To do - State how many lines in the listing below contain the string "kneeling". Reply with the number alone.

** begin **

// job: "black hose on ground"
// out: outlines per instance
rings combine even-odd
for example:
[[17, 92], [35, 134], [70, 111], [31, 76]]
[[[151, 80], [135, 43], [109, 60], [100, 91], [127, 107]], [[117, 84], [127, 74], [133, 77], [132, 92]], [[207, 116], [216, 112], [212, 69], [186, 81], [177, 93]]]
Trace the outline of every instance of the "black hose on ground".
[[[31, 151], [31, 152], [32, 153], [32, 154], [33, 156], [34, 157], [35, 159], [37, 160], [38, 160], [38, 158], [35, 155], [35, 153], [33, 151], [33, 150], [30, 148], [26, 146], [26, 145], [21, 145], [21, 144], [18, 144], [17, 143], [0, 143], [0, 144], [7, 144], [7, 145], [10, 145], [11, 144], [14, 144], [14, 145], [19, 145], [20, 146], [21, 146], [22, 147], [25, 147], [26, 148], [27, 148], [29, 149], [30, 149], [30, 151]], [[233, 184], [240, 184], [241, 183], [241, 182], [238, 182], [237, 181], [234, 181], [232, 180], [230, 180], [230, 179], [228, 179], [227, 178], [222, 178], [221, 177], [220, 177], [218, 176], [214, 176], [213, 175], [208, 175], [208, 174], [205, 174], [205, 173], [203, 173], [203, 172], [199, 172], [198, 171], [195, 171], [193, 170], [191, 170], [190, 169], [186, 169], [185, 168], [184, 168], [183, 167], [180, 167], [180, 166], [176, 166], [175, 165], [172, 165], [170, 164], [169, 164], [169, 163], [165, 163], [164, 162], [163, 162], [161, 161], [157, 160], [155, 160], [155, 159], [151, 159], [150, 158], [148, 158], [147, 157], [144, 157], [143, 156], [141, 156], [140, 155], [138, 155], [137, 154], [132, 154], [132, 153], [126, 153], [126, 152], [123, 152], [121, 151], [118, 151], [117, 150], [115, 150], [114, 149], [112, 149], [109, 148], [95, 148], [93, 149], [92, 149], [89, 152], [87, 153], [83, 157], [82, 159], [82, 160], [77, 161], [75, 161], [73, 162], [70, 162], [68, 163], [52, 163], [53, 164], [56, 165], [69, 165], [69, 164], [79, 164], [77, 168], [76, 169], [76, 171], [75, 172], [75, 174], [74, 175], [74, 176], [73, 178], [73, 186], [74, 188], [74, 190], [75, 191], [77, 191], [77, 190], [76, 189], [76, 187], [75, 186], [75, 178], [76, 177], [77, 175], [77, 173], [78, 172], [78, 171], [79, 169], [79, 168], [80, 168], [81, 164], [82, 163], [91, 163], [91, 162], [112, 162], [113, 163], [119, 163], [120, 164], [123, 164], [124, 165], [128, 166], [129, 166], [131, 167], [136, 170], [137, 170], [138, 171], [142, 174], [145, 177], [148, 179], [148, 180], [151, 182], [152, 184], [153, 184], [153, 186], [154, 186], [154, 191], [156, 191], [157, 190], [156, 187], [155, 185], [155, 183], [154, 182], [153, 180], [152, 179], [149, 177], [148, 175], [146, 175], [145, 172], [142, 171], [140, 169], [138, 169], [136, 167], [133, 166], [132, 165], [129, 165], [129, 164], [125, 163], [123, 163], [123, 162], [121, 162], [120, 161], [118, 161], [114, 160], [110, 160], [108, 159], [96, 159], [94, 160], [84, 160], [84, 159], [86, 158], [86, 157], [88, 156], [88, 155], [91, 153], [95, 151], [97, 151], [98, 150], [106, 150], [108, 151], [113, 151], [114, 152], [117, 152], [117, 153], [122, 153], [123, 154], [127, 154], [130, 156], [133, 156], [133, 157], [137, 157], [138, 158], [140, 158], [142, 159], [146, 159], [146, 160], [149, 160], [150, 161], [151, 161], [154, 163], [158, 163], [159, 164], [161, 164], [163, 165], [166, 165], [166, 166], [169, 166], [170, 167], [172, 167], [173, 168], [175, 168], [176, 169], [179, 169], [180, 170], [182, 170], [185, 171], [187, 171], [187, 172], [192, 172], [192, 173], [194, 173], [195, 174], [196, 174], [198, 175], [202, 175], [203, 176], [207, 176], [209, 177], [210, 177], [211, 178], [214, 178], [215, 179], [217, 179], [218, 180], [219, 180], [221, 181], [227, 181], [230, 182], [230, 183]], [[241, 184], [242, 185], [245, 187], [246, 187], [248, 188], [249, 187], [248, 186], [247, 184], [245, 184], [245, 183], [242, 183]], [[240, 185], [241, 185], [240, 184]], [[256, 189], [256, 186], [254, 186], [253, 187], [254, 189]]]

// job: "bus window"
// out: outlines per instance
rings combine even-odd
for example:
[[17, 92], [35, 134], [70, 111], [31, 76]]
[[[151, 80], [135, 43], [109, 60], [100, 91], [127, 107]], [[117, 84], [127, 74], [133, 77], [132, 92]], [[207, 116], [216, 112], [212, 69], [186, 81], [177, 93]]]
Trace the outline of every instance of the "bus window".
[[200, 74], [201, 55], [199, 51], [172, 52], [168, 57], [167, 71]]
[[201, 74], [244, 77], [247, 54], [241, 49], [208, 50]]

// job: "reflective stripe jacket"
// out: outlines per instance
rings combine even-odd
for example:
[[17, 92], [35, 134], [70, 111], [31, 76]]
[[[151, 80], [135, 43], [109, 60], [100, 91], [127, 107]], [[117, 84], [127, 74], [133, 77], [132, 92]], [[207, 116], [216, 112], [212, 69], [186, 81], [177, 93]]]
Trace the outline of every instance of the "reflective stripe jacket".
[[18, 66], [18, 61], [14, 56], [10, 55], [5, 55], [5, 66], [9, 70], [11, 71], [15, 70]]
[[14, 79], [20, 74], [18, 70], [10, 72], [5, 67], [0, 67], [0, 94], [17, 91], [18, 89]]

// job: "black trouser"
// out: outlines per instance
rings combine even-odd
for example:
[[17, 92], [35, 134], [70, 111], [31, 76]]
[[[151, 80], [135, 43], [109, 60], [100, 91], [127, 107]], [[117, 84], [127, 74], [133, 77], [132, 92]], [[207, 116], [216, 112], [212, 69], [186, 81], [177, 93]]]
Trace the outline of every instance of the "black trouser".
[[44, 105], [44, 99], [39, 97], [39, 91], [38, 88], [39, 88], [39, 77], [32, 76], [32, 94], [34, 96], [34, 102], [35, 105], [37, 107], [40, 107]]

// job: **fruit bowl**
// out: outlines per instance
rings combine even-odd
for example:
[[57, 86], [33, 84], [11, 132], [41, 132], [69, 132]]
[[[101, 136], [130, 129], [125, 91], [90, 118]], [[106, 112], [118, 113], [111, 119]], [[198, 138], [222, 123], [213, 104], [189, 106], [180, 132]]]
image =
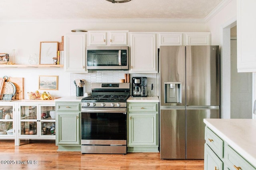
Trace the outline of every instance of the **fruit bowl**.
[[28, 92], [28, 99], [30, 100], [36, 100], [40, 99], [41, 93], [40, 93]]

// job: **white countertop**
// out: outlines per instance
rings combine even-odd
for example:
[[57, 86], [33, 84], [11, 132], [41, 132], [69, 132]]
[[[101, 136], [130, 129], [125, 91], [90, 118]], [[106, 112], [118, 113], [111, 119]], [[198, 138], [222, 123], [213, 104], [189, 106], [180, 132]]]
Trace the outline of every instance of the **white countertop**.
[[127, 99], [127, 102], [159, 102], [158, 96], [152, 97], [132, 97]]
[[57, 99], [54, 100], [54, 101], [66, 101], [66, 102], [72, 102], [72, 101], [77, 101], [81, 102], [81, 100], [84, 97], [83, 96], [66, 96], [65, 97], [61, 97], [59, 99]]
[[204, 122], [256, 167], [256, 119], [204, 119]]

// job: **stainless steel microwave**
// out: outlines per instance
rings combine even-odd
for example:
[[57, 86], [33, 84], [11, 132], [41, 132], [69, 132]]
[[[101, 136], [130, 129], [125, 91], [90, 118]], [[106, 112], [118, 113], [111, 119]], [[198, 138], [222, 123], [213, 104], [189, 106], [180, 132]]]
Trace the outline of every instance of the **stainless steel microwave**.
[[128, 46], [88, 46], [88, 70], [128, 69]]

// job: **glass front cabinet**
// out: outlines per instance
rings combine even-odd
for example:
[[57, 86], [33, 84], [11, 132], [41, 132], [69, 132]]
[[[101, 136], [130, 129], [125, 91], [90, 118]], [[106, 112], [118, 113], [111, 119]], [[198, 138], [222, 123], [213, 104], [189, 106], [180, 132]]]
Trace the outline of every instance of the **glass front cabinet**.
[[55, 139], [55, 106], [19, 104], [19, 139]]
[[15, 139], [15, 105], [1, 102], [0, 103], [0, 139]]

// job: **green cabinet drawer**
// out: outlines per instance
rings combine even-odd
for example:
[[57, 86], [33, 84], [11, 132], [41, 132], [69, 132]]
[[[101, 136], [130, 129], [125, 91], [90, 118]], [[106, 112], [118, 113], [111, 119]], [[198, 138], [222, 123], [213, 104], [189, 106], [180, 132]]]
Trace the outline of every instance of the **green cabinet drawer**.
[[205, 127], [204, 139], [216, 154], [220, 158], [223, 158], [224, 142], [208, 127]]
[[128, 103], [128, 112], [158, 112], [158, 103]]
[[222, 170], [223, 162], [206, 143], [204, 144], [204, 170]]
[[230, 170], [255, 170], [256, 168], [228, 145], [225, 145], [224, 155], [225, 166]]
[[56, 110], [57, 111], [80, 111], [80, 102], [56, 102]]

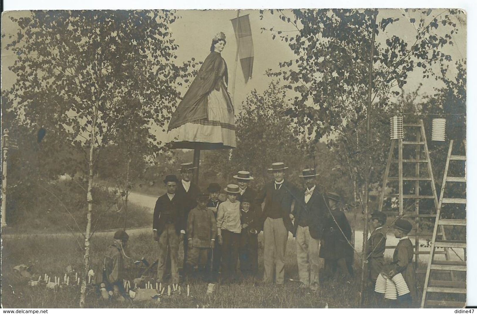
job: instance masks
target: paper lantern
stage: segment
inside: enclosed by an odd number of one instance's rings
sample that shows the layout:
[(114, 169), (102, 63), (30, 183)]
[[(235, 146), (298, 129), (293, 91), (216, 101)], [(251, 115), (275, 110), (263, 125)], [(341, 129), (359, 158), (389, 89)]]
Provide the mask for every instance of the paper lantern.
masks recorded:
[(433, 141), (444, 142), (446, 140), (446, 119), (432, 119), (432, 135), (431, 139)]
[(395, 115), (389, 120), (391, 124), (391, 139), (404, 138), (403, 117)]

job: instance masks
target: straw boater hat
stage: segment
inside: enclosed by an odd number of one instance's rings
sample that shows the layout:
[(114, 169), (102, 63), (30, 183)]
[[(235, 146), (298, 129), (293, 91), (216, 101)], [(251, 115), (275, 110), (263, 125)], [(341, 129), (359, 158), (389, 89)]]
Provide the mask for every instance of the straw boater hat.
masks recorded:
[(179, 182), (177, 180), (177, 177), (176, 176), (176, 175), (167, 175), (166, 176), (166, 178), (164, 179), (164, 184), (167, 184), (167, 182)]
[(274, 162), (271, 164), (271, 168), (269, 168), (269, 170), (275, 171), (279, 170), (285, 170), (288, 169), (288, 167), (285, 167), (285, 164), (282, 162)]
[(238, 171), (237, 174), (234, 176), (234, 178), (239, 180), (253, 180), (253, 177), (250, 176), (250, 172), (249, 171)]
[(240, 189), (238, 186), (237, 184), (228, 184), (227, 187), (224, 188), (225, 191), (232, 194), (238, 194), (240, 193)]
[(318, 176), (314, 169), (303, 169), (302, 173), (302, 175), (298, 176), (301, 178), (309, 178), (310, 177), (316, 177)]
[(394, 223), (394, 227), (396, 229), (402, 230), (406, 232), (410, 232), (413, 230), (413, 225), (406, 220), (400, 218)]
[(338, 193), (334, 193), (334, 192), (328, 192), (327, 195), (329, 199), (332, 199), (337, 202), (341, 201), (341, 198), (340, 197), (340, 195)]
[(188, 170), (192, 170), (197, 167), (194, 167), (194, 165), (191, 162), (185, 162), (180, 164), (180, 169), (177, 169), (178, 171), (186, 171)]

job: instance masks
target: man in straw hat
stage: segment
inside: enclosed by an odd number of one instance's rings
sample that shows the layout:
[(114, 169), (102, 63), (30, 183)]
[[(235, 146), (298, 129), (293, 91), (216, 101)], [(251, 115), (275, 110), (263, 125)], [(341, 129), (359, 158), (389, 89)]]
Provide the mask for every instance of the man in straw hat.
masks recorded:
[(123, 255), (129, 236), (124, 230), (114, 233), (113, 244), (106, 250), (103, 269), (95, 272), (94, 283), (99, 284), (102, 296), (109, 299), (110, 296), (123, 301), (127, 297), (123, 285), (124, 279), (124, 261)]
[(274, 180), (265, 185), (256, 199), (257, 209), (265, 203), (260, 224), (263, 230), (264, 283), (273, 282), (274, 271), (276, 284), (283, 284), (284, 280), (285, 251), (288, 232), (293, 230), (290, 211), (295, 190), (284, 180), (284, 170), (288, 168), (282, 162), (272, 164), (269, 170), (273, 174)]
[(242, 231), (240, 221), (240, 202), (237, 200), (239, 191), (237, 184), (229, 184), (225, 188), (227, 199), (218, 206), (217, 233), (222, 245), (221, 281), (233, 281), (237, 278), (237, 262)]
[(303, 288), (316, 291), (320, 284), (320, 241), (326, 201), (316, 187), (314, 169), (305, 169), (300, 177), (305, 188), (299, 193), (291, 214), (294, 217), (293, 234), (296, 237), (298, 275)]
[(156, 278), (158, 283), (162, 282), (165, 272), (168, 248), (172, 283), (179, 283), (177, 253), (179, 243), (184, 241), (186, 233), (186, 220), (183, 199), (176, 193), (177, 181), (174, 175), (166, 176), (164, 184), (167, 191), (157, 199), (154, 208), (153, 232), (159, 251)]
[(238, 171), (234, 176), (234, 178), (237, 179), (237, 185), (240, 189), (240, 194), (237, 199), (238, 201), (241, 203), (243, 198), (249, 199), (255, 199), (257, 198), (257, 192), (249, 187), (250, 182), (253, 180), (253, 177), (250, 175), (249, 171), (245, 170)]
[(413, 264), (414, 246), (407, 237), (407, 234), (412, 229), (412, 224), (402, 218), (398, 219), (394, 223), (394, 235), (399, 239), (399, 242), (394, 249), (392, 262), (381, 272), (389, 278), (399, 273), (402, 274), (410, 292), (398, 297), (398, 304), (403, 307), (411, 307), (413, 302), (417, 301), (415, 272)]
[(344, 213), (338, 208), (341, 201), (340, 196), (330, 192), (327, 197), (330, 206), (324, 212), (320, 257), (325, 260), (324, 275), (326, 278), (331, 277), (338, 268), (341, 271), (342, 279), (349, 282), (353, 252), (349, 243), (351, 226)]
[[(192, 170), (197, 168), (192, 163), (186, 162), (181, 164), (180, 171), (182, 179), (177, 184), (177, 196), (183, 199), (184, 204), (184, 217), (187, 220), (189, 212), (197, 206), (197, 196), (200, 193), (200, 189), (194, 183), (191, 182), (192, 179)], [(187, 271), (187, 252), (188, 249), (187, 239), (184, 241), (184, 263), (183, 269)]]

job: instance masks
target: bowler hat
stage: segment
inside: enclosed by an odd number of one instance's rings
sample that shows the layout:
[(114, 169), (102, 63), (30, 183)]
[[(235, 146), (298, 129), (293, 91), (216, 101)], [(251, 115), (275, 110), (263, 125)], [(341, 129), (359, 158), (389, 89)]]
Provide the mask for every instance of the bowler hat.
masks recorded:
[(285, 167), (285, 164), (282, 162), (274, 162), (271, 164), (271, 168), (269, 168), (269, 170), (270, 171), (285, 170), (285, 169), (288, 169), (288, 167)]
[(234, 178), (239, 180), (253, 180), (253, 177), (250, 176), (250, 172), (249, 171), (238, 171), (237, 174), (234, 176)]
[(340, 197), (340, 195), (338, 193), (334, 193), (334, 192), (328, 192), (327, 193), (327, 196), (329, 199), (333, 199), (337, 202), (341, 201), (341, 198)]
[(209, 193), (214, 193), (214, 192), (219, 192), (222, 188), (219, 185), (218, 183), (216, 183), (214, 182), (213, 183), (210, 183), (209, 184), (209, 186), (207, 187), (207, 190), (208, 191)]
[(166, 184), (167, 184), (167, 182), (179, 182), (177, 180), (177, 177), (176, 176), (176, 175), (167, 175), (166, 176), (166, 178), (164, 179), (164, 183)]
[(194, 164), (191, 162), (185, 162), (180, 164), (180, 169), (177, 169), (178, 171), (187, 171), (188, 170), (192, 170), (197, 167), (194, 167)]
[(299, 176), (299, 177), (301, 177), (301, 178), (307, 178), (309, 177), (316, 177), (318, 176), (316, 174), (316, 171), (315, 171), (314, 169), (303, 169), (302, 171), (302, 174), (301, 176)]
[(400, 218), (394, 223), (394, 227), (406, 232), (410, 232), (413, 230), (413, 225), (407, 220)]
[(371, 220), (375, 219), (382, 224), (384, 225), (386, 223), (386, 220), (387, 219), (387, 216), (386, 216), (386, 214), (384, 213), (382, 211), (379, 211), (379, 210), (375, 210), (371, 213)]
[(127, 235), (124, 230), (118, 230), (114, 233), (114, 239), (118, 240), (127, 241), (129, 239), (129, 236)]
[(199, 200), (207, 200), (208, 199), (208, 194), (205, 193), (199, 193), (197, 196), (197, 199)]
[(227, 185), (227, 187), (224, 189), (225, 189), (225, 191), (227, 193), (229, 193), (232, 194), (240, 193), (238, 186), (237, 184), (228, 184)]

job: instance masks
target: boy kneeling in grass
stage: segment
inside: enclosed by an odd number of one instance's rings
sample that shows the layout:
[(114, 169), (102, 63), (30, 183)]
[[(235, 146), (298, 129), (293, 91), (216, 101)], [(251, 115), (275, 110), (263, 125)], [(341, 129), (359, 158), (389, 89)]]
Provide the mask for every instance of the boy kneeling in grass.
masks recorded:
[[(417, 299), (415, 272), (413, 264), (414, 247), (407, 237), (407, 234), (412, 229), (412, 224), (404, 219), (398, 219), (394, 222), (394, 235), (399, 239), (399, 242), (394, 249), (392, 262), (381, 272), (382, 275), (390, 279), (399, 274), (402, 275), (409, 291), (397, 296), (397, 306), (403, 308), (412, 307), (413, 302), (415, 303)], [(397, 280), (393, 281), (395, 283)]]
[(205, 278), (207, 256), (215, 245), (217, 224), (214, 212), (207, 208), (209, 195), (205, 193), (197, 197), (197, 207), (190, 211), (187, 219), (187, 269), (189, 272), (197, 267)]
[(124, 262), (123, 254), (129, 236), (124, 230), (118, 230), (114, 235), (113, 244), (106, 250), (103, 260), (103, 268), (96, 272), (94, 283), (99, 284), (101, 296), (104, 299), (110, 296), (119, 301), (128, 297), (123, 288)]

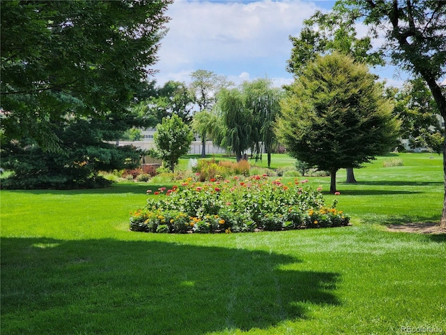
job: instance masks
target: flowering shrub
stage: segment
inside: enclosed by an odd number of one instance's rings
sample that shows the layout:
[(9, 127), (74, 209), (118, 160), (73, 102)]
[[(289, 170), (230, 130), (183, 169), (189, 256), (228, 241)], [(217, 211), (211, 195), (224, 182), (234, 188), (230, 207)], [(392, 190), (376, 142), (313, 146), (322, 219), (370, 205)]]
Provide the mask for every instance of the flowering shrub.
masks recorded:
[(130, 230), (151, 232), (238, 232), (339, 227), (349, 217), (328, 207), (320, 188), (307, 180), (284, 184), (268, 176), (200, 183), (188, 178), (180, 186), (162, 187), (145, 207), (132, 213)]

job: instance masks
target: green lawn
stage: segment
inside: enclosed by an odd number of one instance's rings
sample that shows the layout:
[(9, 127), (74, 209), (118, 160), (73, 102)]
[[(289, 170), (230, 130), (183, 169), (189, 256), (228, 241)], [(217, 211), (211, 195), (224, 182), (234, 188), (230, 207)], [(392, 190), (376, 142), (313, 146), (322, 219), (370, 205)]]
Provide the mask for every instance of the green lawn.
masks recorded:
[(129, 213), (158, 186), (2, 191), (1, 334), (446, 332), (446, 234), (385, 230), (439, 219), (442, 158), (399, 157), (355, 170), (355, 185), (339, 172), (341, 228), (137, 233)]

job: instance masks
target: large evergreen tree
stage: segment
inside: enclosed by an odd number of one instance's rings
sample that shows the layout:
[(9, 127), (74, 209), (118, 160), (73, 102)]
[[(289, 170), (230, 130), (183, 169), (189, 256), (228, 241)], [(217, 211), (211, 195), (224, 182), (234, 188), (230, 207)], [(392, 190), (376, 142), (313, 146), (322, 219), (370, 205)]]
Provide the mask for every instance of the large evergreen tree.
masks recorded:
[[(441, 116), (446, 119), (446, 90), (441, 84), (446, 74), (446, 1), (338, 0), (334, 10), (357, 13), (357, 20), (369, 24), (371, 37), (384, 36), (385, 43), (380, 51), (394, 64), (426, 82)], [(446, 142), (443, 166), (441, 225), (446, 227)]]
[(165, 161), (173, 172), (180, 157), (189, 152), (194, 135), (189, 126), (174, 114), (156, 126), (153, 139), (156, 149), (151, 150), (151, 155)]
[(24, 154), (33, 147), (42, 154), (70, 157), (81, 148), (76, 135), (68, 136), (75, 125), (85, 128), (78, 135), (91, 136), (84, 140), (102, 152), (96, 159), (115, 155), (104, 141), (117, 140), (144, 121), (129, 106), (150, 88), (148, 75), (171, 2), (2, 1), (3, 154), (13, 159), (15, 152)]
[(276, 133), (291, 154), (336, 173), (360, 168), (397, 144), (398, 123), (367, 66), (338, 53), (318, 57), (289, 89)]

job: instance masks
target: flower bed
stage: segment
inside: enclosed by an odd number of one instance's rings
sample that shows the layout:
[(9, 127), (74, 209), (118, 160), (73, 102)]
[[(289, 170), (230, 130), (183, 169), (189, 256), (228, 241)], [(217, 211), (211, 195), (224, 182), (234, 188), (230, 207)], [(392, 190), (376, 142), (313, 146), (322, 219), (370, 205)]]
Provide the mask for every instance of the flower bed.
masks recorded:
[[(349, 217), (328, 207), (307, 181), (284, 184), (266, 175), (207, 183), (188, 179), (180, 186), (160, 188), (147, 204), (132, 213), (130, 230), (150, 232), (239, 232), (339, 227)], [(148, 193), (150, 191), (148, 191)]]

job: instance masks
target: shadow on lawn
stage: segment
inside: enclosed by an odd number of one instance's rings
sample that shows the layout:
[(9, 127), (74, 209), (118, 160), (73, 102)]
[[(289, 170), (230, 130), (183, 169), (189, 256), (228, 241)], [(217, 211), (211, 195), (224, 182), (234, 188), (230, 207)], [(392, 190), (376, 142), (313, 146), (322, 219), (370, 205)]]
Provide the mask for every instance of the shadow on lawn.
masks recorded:
[(5, 334), (197, 334), (337, 304), (339, 275), (260, 251), (111, 239), (1, 240)]

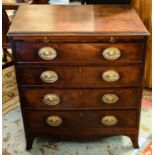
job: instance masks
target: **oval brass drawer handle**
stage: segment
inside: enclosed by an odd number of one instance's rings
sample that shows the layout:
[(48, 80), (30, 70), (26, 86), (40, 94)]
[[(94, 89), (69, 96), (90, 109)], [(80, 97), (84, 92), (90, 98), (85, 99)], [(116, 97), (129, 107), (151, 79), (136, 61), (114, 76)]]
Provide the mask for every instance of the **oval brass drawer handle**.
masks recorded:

** end **

Finished exercise - 2